> HOW TO COMPLETE THIS TASK
Each record below is to be output with no change at all.

—————

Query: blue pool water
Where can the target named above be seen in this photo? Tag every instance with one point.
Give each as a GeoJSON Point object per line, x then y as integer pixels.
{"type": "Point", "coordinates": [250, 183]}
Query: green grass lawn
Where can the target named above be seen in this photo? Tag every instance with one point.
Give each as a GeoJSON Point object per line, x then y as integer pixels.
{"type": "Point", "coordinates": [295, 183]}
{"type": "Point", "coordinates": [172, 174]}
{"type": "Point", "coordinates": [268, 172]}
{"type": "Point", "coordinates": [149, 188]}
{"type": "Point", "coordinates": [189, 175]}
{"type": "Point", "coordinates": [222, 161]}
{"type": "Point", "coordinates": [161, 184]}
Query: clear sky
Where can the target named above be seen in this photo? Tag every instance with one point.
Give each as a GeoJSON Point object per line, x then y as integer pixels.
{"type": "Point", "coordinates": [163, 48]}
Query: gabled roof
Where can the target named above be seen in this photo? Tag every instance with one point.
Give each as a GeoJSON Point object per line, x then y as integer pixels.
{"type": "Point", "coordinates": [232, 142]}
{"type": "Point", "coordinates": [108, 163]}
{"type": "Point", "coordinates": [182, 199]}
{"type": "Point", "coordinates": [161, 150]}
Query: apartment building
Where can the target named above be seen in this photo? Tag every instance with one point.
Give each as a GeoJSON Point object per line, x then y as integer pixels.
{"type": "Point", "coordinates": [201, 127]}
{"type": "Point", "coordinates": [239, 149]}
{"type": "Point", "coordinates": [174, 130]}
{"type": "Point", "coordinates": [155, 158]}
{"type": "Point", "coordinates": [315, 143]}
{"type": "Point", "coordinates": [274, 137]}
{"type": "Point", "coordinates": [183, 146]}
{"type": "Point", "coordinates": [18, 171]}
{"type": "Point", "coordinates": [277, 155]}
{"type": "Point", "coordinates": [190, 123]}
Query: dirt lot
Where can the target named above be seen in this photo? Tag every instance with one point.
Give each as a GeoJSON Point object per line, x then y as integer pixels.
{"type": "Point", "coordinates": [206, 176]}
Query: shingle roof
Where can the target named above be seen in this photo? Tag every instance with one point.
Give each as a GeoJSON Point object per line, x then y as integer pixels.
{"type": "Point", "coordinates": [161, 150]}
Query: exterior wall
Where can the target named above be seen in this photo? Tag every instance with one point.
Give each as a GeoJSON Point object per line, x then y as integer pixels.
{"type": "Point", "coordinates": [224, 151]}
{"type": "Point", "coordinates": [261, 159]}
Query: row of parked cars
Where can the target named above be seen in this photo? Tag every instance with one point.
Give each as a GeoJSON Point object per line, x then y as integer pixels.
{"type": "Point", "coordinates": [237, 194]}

—————

> TASK RESULT
Query: blue pool water
Where can the target named above be seen in this photo? Tag every instance with one point.
Give each as a GeoJSON Point object per line, x then y as integer pixels.
{"type": "Point", "coordinates": [250, 183]}
Query: green grass lawn
Where can the target named above be seen in this photo? Tag every instance with one point.
Give each as a GeoJSON Point object per line, x then y as integer pixels.
{"type": "Point", "coordinates": [295, 183]}
{"type": "Point", "coordinates": [172, 174]}
{"type": "Point", "coordinates": [268, 172]}
{"type": "Point", "coordinates": [149, 188]}
{"type": "Point", "coordinates": [189, 175]}
{"type": "Point", "coordinates": [222, 161]}
{"type": "Point", "coordinates": [161, 184]}
Query: clear sky
Where can the target named above be seen in this photo? Tag every instance with one point.
Give each as a GeoJSON Point object per line, x then y as integer pixels.
{"type": "Point", "coordinates": [163, 48]}
Query: gabled roof
Where can the target named above be seen in this photo? Tag every instance with one point.
Give each as a GeoJSON Point object per line, x then y as integer pixels.
{"type": "Point", "coordinates": [232, 142]}
{"type": "Point", "coordinates": [108, 163]}
{"type": "Point", "coordinates": [182, 199]}
{"type": "Point", "coordinates": [161, 150]}
Query: apartment building
Where can the target named above be seen in this photo? Tag every instance with one point.
Give each as a GeoJSON Point object per line, x then y as integer pixels.
{"type": "Point", "coordinates": [201, 127]}
{"type": "Point", "coordinates": [239, 149]}
{"type": "Point", "coordinates": [174, 130]}
{"type": "Point", "coordinates": [155, 158]}
{"type": "Point", "coordinates": [315, 143]}
{"type": "Point", "coordinates": [274, 137]}
{"type": "Point", "coordinates": [183, 146]}
{"type": "Point", "coordinates": [18, 171]}
{"type": "Point", "coordinates": [277, 155]}
{"type": "Point", "coordinates": [190, 123]}
Query: dirt lot
Where can the target named above be seen in this photo? Tag every instance with one point.
Give each as a GeoJSON Point object per line, x then y as integer pixels.
{"type": "Point", "coordinates": [206, 176]}
Query: shingle roof
Where can the target named above be seen in this photo? Tag every instance with one point.
Give each as a GeoJSON Point object per line, x then y as integer pixels.
{"type": "Point", "coordinates": [161, 150]}
Query: exterior wall
Where can the target named above be seen in this photo? Tag every instance with one point.
Give each as a GeoJSON Point object per line, x then y as integer pixels.
{"type": "Point", "coordinates": [224, 151]}
{"type": "Point", "coordinates": [261, 159]}
Query: row of parked cars
Where can the target named above be seen in this photo? Tag every instance with one point.
Give each as a GeoJSON Point object per line, x then y as integer pixels.
{"type": "Point", "coordinates": [237, 194]}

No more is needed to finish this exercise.